Text for analysis:
────────────────

16 September 2009

The lost year.

So, I sort of disappeared there for a while.

You may be wondering what the hell happened, because I may have posted rarely on WordPress -- but I did post. Don't worry, I wasn't in prison -- or rather, not in a traditional prison of bricks and bars. I was ill last year -- for months, to the point that I've started to refer to the period as "My Lengthy Victorian Convalescence." I never understood what people meant in the old novels by "lengthy illness," the sort where a slow walk around the garden was progress indeed. But I learned that. I even learned that sitting up on the sofa to watch TV could be a struggle.

I was actively sick for about five months -- and not with anything normally fatal, just sick. I missed (cumulatively, not consecutively) about seven weeks of work from December 2008 through April 2009. I did manage to keep my day job, barely -- and mostly just because I'm a hassle to replace during tax season.

I'm used to losing long periods of time to the haze of depression, but not physical illness. It was such a strange sensation to watch the days march by from my sick bed. The whole thing started with something like a bad flu, but progressed into an endless bronchitis. I just couldn't seem to get well, and the antibiotics they originally gave me caused me to lose over 20 pounds in three weeks. I couldn't eat, and I was too weak to sit up a lot of the time. It was a combination of things, as far as I can tell -- severe asthma that had gone undiagnosed (possibly for years), along with hypersensitivity to a couple of medications, all worsened by stress -- but it was amazing how a fever and a cough snowballed into this Other that became my entire life for a time.

I guess I had the impression that people are supposed to develop great wisdom when faced with severe illness. Isn't that what we're supposed to believe? The narratives found in popular ladies' magazines seem to imply this -- everyone from cheerful, bald cancer survivors to those that have heart attack scares all see "the light." We're supposed to slow down, appreciate what we have, and be thankful -- always thankful -- for the little things.

────────────────

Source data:
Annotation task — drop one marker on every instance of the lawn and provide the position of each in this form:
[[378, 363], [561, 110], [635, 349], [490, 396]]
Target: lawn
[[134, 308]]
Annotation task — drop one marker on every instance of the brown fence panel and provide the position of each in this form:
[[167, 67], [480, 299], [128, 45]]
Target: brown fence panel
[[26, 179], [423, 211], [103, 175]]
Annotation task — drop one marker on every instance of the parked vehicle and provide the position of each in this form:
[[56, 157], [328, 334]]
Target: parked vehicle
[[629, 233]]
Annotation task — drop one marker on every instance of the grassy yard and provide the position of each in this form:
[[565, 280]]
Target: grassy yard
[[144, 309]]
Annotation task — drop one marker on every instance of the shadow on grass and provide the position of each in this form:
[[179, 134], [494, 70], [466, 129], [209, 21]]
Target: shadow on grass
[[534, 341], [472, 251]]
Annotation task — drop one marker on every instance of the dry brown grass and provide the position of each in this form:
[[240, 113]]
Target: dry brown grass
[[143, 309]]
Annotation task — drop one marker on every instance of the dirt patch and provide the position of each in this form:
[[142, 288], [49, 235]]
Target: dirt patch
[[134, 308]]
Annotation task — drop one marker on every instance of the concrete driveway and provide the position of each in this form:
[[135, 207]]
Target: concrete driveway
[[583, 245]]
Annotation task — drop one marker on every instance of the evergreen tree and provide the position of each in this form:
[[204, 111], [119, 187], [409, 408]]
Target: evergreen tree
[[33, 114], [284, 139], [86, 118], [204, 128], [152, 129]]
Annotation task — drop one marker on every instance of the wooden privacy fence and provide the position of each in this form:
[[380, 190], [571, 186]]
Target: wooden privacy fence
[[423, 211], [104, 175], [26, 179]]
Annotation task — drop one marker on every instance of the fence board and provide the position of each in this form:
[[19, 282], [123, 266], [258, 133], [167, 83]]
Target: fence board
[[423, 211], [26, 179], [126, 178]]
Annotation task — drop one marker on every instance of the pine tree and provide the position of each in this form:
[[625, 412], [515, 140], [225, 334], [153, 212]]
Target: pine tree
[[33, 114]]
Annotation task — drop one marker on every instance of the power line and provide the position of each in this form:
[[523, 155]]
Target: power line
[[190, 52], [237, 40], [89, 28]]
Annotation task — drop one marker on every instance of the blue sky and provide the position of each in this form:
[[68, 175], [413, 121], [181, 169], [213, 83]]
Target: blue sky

────────────────

Activity 1: In the blog post about a lengthy illness, how many weeks of work did the writer miss between December 2008 and April 2009?
Activity 2: Write the next part of the blog post about a lengthy illness, beginning after its final sentence.

Answer 1: About seven weeks, counted cumulatively rather than consecutively.

Answer 2:
Well, I wasn't thankful. I just got frustrated, and bored, and kind of bitter. Even when I reached a point where I realized that I might not get well, that this horrible Other may not be temporary, I didn't have a single deep thought. I just stopped making plans for the future.

I watched the shadows track along my bedroom wall as the sun moved across the winter sky, waiting.

I never figured out what I was waiting for, exactly. Recovery? Death? For my partner to come home from work? Life became a giant waiting room in an office building where nothing was as expected, and the chairs weren't very comfortable. Everything stopped: My writing, my hobbies. I even stopped making lists, which would have been unthinkable in the "before time."

The concept of limbo became very real to me.

After the worst of it, when I was able to go to work almost every day, there was nothing left over in the evening. I couldn't cook dinner, or go to a movie. I could only rest, and be restless.

Even now, many months later, the truth is that I never got well -- not completely. Maybe I never will. I had to hire a cleaner, and I have to be very careful how I expend my energy. I make fewer plans for "fun" these days, because I can never gauge whether or not I'll be well enough to leave the house. My Victorian Convalescence continues in a fashion. I have trouble breathing. I must be very gentle when I exercise. I feel old, and worn, and very, very tired.

But I can sit up now, even after a full day. And that means I can write again.

Maybe that's all the cure I'll need in the end.